Archive for May, 2015

Make a decision. Be proud of it.
May 12, 2015

When was the last time you made a decision of critical importance? How would you feel if the people whose own decision was not endorsed by the voting public used it as an opportunity to slam yours? Not great.

This is how I feel about the collective conservative response to the election of an NDP government in Alberta. Seriously fellows, me thinks doth protests too much.

To be transparent, in my life, I have voted it all. Progressive Conservatives (three times), Liberal (more than three times), NDP (at least three times) and Green (once too). And every single choice I made came from a deep commitment to democracy. As, I suspect, did those of every single Albertan who voted a week ago. And frankly, the hard right should be ashamed of their elitists, we know better, attitude.

I think back to my own childhood. My parents had blue signs, red signs and brown signs (which pre-dates the NDP orange) on our front lawn during various provincial and federal elections. We were engaged. We discussed it at the dinner table. I am grateful for their commitment as well as the risk they took to take a stand in the neighbourhood. They didn’t have to do it. But they did it because it mattered. And looking back, I’m proud of it.

Now, as a city councillor in a very small and still beautiful town on the shores of Shuswap Lake in British Columbia, the election result in Alberta has been somewhat of a rally cry for me. And I didn’t even to get to vote. But my friends did and I’m damn proud of them. Proud of the decision they made. Proud of the recognition that a single focus economy based on forty plus years of “same old same old” came to an end.

## Information given:
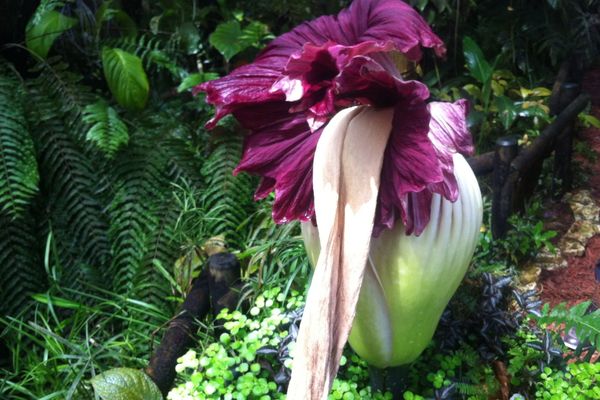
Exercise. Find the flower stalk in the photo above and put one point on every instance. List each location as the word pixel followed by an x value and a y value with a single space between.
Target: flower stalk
pixel 391 209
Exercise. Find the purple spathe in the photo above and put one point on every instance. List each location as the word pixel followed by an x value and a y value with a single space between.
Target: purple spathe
pixel 302 78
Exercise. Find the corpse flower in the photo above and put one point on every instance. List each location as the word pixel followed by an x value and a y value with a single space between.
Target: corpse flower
pixel 352 148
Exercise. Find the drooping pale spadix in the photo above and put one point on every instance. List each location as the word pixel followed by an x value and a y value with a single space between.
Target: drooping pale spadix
pixel 396 206
pixel 408 280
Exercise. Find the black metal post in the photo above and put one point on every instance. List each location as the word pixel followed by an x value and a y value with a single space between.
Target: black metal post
pixel 563 148
pixel 507 149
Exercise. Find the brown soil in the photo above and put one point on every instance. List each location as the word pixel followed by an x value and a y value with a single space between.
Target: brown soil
pixel 576 283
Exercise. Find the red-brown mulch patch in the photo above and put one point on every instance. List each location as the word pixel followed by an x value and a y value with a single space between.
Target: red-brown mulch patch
pixel 576 283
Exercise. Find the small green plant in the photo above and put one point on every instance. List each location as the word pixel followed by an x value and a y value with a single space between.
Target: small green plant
pixel 587 325
pixel 578 381
pixel 526 237
pixel 252 357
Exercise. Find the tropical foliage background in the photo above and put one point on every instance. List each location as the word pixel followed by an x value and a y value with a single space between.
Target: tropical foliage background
pixel 110 186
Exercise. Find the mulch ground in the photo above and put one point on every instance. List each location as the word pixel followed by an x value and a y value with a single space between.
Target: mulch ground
pixel 576 283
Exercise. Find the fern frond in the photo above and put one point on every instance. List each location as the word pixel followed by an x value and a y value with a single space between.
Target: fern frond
pixel 107 131
pixel 137 214
pixel 227 198
pixel 587 326
pixel 65 89
pixel 157 53
pixel 21 274
pixel 68 178
pixel 18 169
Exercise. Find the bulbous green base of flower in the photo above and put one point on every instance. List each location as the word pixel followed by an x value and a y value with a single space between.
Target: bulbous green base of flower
pixel 409 280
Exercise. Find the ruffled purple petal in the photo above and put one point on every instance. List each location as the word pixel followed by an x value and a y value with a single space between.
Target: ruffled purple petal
pixel 390 20
pixel 281 150
pixel 303 77
pixel 449 134
pixel 410 165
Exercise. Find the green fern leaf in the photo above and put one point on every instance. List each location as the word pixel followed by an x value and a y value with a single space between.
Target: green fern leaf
pixel 108 132
pixel 44 28
pixel 587 326
pixel 21 273
pixel 18 168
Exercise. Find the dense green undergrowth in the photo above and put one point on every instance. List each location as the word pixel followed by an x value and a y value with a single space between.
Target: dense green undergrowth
pixel 110 187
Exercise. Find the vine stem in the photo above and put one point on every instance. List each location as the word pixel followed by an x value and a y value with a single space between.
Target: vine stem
pixel 392 379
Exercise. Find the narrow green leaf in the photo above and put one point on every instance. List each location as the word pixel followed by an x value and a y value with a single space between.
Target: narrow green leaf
pixel 126 78
pixel 125 384
pixel 195 79
pixel 507 110
pixel 227 39
pixel 477 65
pixel 107 131
pixel 47 27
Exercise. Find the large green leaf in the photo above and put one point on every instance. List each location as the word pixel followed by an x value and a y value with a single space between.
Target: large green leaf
pixel 44 29
pixel 125 384
pixel 478 66
pixel 126 78
pixel 227 39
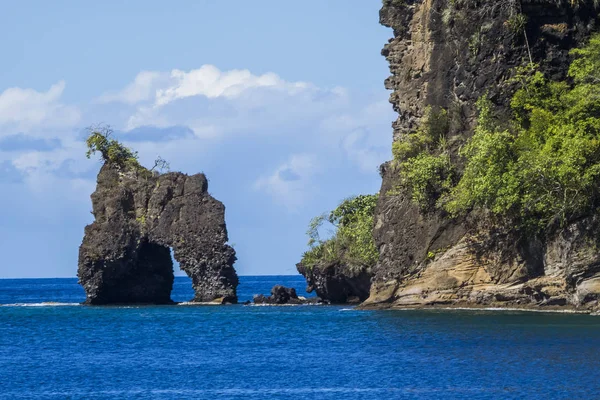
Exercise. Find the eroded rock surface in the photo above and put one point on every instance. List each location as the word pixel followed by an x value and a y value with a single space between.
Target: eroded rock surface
pixel 125 255
pixel 448 54
pixel 282 295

## Direction 1:
In the post on the Alberta election, where is the town in which the writer serves as a city councillor?
## Direction 2:
Transcribe the post on the Alberta election from "When was the" to "protests too much.".

## Complete answer 1:
It is on the shores of Shuswap Lake in British Columbia.

## Complete answer 2:
When was the last time you made a decision of critical importance? How would you feel if the people whose own decision was not endorsed by the voting public used it as an opportunity to slam yours? Not great.

This is how I feel about the collective conservative response to the election of an NDP government in Alberta. Seriously fellows, me thinks doth protests too much.